¿Qué lleva a una persona a quitarse la vida? ¿Cuál es la causa de los numerosos casos de suicidio que se han registrado en los últimos tiempos en los barrios humildes de Tucumán? Federico Gómez Moreno, a partir de su experiencia en el Sifón, reflexiona acera de los límites de los programas públicos que pretenden lidiar con este problema y ensaya ideas alternativas para tratarlo.
Estaba todavía el barrio intentando reponerse del sacudón provocado por la partida repentina e inesperada de Nadia cuando, sólo tres semanas después, volvió a sonar el teléfono con una noticia similar. En la madrugada del domingo 20 de septiembre, después de una larga noche de festejos por el cumpleaños de un amigo del barrio, Horacio (también conocido como “Guaraní”), un joven de 18 años del barrio El Sifón, se quitó la vida ahorcándose con un alambre en un árbol ubicado a metros de su casa. Otro pibe que decide ponerle fin al sufrimiento después de no haber encontrado otra salida posible.
En medio del triste y doloroso desenlace, aparece la necesidad de darle una explicación a este episodio y preguntarnos, entre otras cosas, acerca de la posibilidad de prevenir los pasajes al acto suicida en los sectores marcados por la marginalidad y la segregación.
En este sentido, es preciso tomar en cuenta los aspectos generales que comparten los sectores vulnerables en relación con esta problemática sin dejar de lado la dinámica con la que cada barrio entiende y significa estos actos. Tampoco podemos pasar por alto la lógica subjetiva por la que un sujeto cualquiera termina quitándose la vida. Sólo así puede entenderse, desde la complejidad, por qué un joven en contexto de vulnerabilidad se suicida, a quién va dirigido ese acto, en qué consiste el mensaje a decodificar y cuáles son las estrategias más efectivas para prevenir que los pasajes al acto suicida se concreten con tanta frecuencia y se silencien con tanta naturalidad.

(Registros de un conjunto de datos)

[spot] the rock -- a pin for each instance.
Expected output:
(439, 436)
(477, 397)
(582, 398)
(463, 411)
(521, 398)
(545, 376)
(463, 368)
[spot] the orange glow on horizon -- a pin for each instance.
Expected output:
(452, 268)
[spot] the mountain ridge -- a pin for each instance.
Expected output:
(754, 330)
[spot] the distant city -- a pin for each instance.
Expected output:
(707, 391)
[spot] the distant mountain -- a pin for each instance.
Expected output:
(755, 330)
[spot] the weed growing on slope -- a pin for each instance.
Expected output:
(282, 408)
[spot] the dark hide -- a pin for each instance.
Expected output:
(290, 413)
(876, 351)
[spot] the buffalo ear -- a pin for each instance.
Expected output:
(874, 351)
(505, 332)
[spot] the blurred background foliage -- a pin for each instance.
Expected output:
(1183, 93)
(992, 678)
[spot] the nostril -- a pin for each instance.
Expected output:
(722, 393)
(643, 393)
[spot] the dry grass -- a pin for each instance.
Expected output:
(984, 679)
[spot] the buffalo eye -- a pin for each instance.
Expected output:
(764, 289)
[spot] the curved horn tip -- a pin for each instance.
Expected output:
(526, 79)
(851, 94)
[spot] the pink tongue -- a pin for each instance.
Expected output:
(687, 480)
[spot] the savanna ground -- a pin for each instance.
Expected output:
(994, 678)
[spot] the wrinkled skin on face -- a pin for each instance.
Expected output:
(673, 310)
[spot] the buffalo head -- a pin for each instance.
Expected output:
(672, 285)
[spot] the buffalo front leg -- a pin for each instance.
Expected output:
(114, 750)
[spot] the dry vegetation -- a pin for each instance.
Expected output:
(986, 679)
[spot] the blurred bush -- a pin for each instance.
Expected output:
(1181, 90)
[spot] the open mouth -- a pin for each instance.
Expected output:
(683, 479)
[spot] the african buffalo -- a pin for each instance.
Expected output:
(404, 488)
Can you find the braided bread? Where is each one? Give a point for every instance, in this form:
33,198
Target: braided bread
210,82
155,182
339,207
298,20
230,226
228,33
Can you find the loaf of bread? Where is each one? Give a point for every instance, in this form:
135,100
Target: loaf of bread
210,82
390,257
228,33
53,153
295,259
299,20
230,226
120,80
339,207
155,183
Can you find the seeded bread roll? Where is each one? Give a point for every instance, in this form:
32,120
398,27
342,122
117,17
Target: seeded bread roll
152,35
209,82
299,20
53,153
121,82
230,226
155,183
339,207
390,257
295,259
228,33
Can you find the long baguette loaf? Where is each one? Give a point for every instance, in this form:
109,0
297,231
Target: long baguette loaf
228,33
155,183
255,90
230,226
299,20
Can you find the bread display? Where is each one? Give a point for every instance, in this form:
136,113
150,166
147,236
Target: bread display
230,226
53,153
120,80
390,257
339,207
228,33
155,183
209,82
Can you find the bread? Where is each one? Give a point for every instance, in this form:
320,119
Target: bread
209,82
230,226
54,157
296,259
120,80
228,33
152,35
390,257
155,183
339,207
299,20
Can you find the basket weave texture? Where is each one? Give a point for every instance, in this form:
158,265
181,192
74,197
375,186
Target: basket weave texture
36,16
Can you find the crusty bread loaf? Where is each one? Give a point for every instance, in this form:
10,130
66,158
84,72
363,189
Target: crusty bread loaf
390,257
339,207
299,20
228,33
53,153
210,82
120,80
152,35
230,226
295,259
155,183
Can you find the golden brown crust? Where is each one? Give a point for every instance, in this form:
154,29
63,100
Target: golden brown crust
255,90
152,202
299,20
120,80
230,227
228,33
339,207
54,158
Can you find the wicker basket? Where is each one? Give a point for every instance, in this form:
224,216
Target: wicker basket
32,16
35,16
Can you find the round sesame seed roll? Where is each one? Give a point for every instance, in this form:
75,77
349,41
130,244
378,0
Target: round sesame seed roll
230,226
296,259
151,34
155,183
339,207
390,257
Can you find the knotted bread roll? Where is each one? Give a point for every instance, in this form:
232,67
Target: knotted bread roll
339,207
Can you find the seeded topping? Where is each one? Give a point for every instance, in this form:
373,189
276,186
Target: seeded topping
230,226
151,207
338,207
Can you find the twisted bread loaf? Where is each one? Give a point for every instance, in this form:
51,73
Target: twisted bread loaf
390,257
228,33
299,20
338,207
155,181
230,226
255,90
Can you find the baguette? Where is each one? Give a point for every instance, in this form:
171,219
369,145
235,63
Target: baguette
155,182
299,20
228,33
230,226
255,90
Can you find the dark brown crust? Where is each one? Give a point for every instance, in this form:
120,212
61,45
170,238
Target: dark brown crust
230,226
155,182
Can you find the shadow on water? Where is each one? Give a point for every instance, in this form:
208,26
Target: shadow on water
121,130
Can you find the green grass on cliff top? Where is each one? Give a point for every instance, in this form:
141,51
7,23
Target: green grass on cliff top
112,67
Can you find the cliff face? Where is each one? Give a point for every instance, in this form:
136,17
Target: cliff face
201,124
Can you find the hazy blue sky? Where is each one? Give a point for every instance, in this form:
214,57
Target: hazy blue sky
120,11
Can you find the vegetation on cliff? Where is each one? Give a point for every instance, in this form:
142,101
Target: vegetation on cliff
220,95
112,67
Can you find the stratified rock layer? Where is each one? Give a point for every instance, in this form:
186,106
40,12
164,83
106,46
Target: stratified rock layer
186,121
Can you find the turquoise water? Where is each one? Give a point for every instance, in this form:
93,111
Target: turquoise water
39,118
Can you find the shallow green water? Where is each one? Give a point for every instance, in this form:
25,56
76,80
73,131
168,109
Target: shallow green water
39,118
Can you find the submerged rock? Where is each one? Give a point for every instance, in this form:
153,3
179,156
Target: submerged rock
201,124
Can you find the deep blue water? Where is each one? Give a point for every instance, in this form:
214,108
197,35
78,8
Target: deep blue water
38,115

* * *

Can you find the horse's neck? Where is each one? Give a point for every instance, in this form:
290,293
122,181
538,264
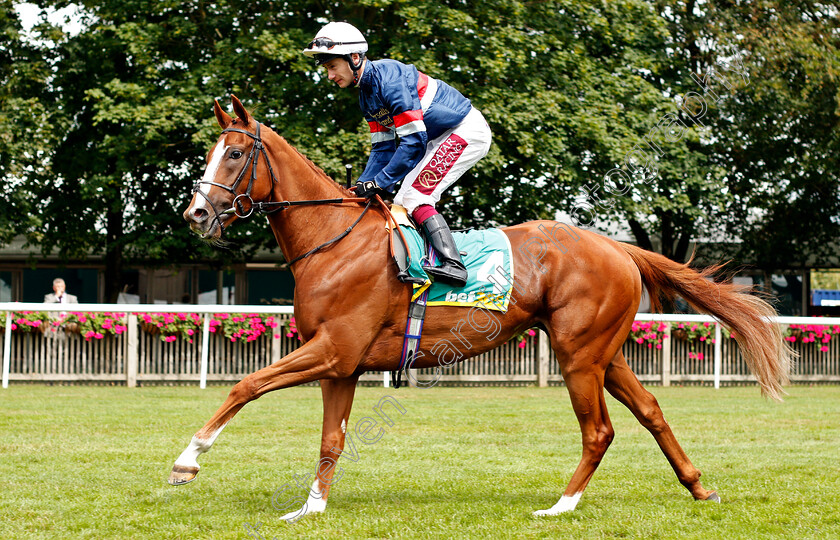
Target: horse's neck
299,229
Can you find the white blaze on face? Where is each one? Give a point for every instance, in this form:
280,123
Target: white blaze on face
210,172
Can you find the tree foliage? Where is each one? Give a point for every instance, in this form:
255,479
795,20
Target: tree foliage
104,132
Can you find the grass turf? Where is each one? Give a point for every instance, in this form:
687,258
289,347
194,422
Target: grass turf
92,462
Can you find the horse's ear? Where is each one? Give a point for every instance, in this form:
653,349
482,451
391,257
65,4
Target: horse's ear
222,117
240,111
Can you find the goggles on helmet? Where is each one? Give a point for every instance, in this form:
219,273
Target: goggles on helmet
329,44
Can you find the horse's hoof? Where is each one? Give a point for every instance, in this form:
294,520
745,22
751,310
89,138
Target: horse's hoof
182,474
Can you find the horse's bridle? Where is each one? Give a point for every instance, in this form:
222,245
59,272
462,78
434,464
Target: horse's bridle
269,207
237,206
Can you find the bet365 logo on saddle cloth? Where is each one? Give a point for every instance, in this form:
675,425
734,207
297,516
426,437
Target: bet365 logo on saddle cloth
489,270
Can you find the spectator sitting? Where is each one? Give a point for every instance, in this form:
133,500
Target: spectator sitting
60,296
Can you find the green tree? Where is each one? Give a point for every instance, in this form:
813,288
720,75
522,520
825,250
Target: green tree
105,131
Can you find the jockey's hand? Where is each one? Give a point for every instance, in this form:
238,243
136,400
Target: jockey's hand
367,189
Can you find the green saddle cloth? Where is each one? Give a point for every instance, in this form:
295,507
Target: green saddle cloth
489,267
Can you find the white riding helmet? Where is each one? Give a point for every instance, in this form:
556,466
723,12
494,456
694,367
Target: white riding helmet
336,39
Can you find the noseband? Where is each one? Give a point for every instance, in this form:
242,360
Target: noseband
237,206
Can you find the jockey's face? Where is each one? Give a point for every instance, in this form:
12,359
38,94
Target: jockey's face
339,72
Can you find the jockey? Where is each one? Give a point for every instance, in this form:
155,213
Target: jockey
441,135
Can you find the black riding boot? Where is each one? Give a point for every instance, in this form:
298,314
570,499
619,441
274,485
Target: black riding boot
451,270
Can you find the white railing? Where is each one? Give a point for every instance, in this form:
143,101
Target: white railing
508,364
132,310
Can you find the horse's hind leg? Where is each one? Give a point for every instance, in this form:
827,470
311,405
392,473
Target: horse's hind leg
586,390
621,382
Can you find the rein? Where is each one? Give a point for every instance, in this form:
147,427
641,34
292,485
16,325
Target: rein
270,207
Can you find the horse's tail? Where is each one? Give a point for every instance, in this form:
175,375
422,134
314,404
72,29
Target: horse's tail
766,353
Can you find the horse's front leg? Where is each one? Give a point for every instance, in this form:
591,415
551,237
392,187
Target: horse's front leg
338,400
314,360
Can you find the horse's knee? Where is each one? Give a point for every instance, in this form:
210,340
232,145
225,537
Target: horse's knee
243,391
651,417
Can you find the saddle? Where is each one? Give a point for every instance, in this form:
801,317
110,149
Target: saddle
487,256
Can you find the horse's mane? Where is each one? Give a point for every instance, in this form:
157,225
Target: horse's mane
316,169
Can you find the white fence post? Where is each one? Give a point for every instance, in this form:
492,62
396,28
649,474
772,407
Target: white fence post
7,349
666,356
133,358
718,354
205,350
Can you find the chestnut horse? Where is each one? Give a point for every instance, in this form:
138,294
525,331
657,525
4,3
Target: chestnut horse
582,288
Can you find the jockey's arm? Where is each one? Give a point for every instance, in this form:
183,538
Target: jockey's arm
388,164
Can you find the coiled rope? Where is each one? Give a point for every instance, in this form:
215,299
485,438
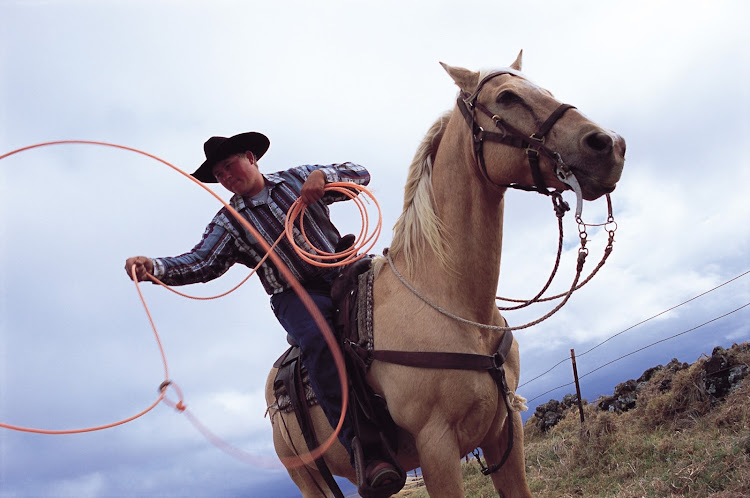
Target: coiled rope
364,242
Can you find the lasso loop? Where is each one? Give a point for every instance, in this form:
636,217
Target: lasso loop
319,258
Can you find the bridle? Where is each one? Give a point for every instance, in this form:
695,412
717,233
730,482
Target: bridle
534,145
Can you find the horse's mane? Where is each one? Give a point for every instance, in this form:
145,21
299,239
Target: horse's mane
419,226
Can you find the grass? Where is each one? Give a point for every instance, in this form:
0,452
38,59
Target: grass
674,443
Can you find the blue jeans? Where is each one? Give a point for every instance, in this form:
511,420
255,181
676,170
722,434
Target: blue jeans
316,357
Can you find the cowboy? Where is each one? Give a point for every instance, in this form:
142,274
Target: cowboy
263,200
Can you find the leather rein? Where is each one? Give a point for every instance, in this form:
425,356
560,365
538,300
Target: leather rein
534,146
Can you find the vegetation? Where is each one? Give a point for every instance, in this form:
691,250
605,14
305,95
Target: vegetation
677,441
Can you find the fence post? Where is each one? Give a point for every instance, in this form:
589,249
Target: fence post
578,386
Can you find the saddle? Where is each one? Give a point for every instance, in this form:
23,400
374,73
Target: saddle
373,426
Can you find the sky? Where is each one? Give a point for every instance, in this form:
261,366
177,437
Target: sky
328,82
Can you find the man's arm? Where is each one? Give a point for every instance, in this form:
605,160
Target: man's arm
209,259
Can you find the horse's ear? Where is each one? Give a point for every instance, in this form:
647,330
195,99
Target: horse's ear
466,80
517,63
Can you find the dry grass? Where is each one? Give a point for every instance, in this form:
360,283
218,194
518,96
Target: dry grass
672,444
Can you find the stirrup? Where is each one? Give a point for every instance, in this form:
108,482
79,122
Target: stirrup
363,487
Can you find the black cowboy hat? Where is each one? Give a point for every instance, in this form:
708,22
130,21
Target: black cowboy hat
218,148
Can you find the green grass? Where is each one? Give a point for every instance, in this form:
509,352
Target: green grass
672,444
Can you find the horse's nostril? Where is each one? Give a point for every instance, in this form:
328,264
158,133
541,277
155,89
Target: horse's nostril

> **TAREAS A REALIZAR**:
A. Según el texto sobre el suicidio juvenil en Tucumán, ¿cuántas semanas después de la partida de Nadia llegó la noticia sobre Horacio?
B. Prosigue el texto sobre el suicidio juvenil en Tucumán desde el punto en que termina.
Las líneas del conjunto de datos no son necesarias para resolver lo que se pide.

> **RESPUESTAS POR TAREA**:
A. Tres semanas después.

B.
Es sabido que la pobreza estructural que arrastran muchas de las comunidades y barrios de la capital tucumana se relaciona con una esperanza de ascenso social denegada. Constituyendo esta pobreza una primera gran violentación, los sujetos – y los barrios- diseñan, intuitivamente, mecanismos de supervivencia para palear el engaño, el olvido, el signamiento y la hostilidad de una sociedad indiferente y prejuiciosa. En este contexto, de por sí complejo, el narcotráfico (en complicidad con los grandes sectores del poder económico y político) resulta un serio agravante al haberse instalado en los barrios con todo un arsenal de sustancias que transforman en rehenes a los jóvenes por su alta toxicidad y sus mecanismos de dependencia.
Nadie parece animarse a combatir a los monstruos del narcotráfico; sus vinculaciones con el poder son indudables. Paradójicamente, la policía sí actúa “en nombre de la ley” cuando, al amparo de la nefasta Ley de Contravenciones, persigue a los pibes pobres, llegando a detenerlos por andar sin remera en sus propios barrios. Esta institución, siempre atenta a las necesidades del pueblo, termina por ahorrar el trabajo de los jueces y psicoanalistas y, por mano propia, aplica los correctivos necesarios para que estos jóvenes no vuelvan a delinquir, a drogarse, a mirar, a hablar o a caminar. El resultado son comisarías hacinadas y plagadas de chicos encarcelados sin condena, y esperando siempre los golpes de la requisa matutina.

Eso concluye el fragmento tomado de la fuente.